| The input |
══════════

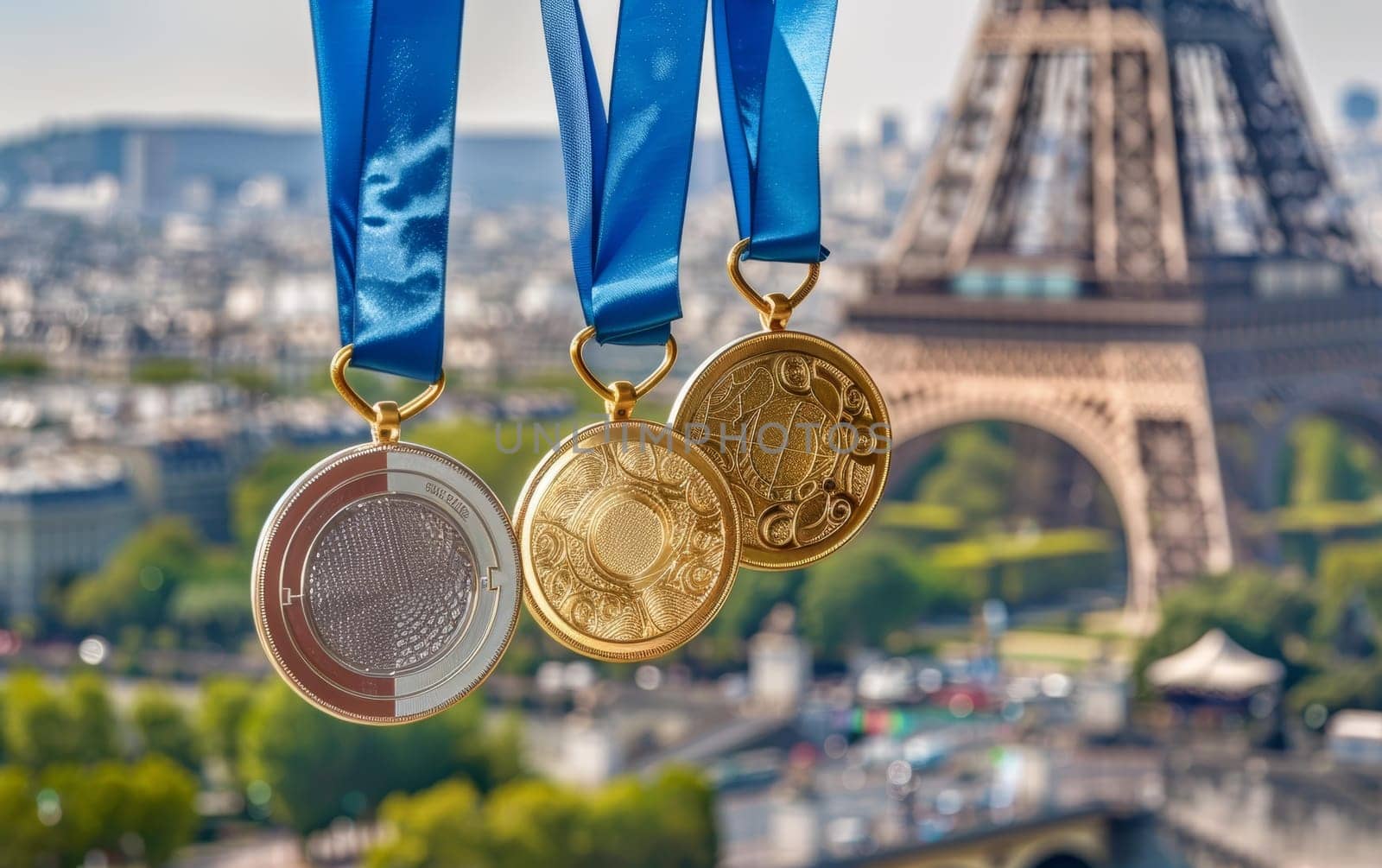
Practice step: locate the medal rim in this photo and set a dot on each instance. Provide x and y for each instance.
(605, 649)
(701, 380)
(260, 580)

══════════

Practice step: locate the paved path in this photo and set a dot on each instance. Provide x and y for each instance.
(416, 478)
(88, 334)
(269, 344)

══════════

| Problem to solve |
Count the lines in the material above that contain the string "step", treating uppercase and lowercase as different. Reply with the number only.

| Answer for the task |
2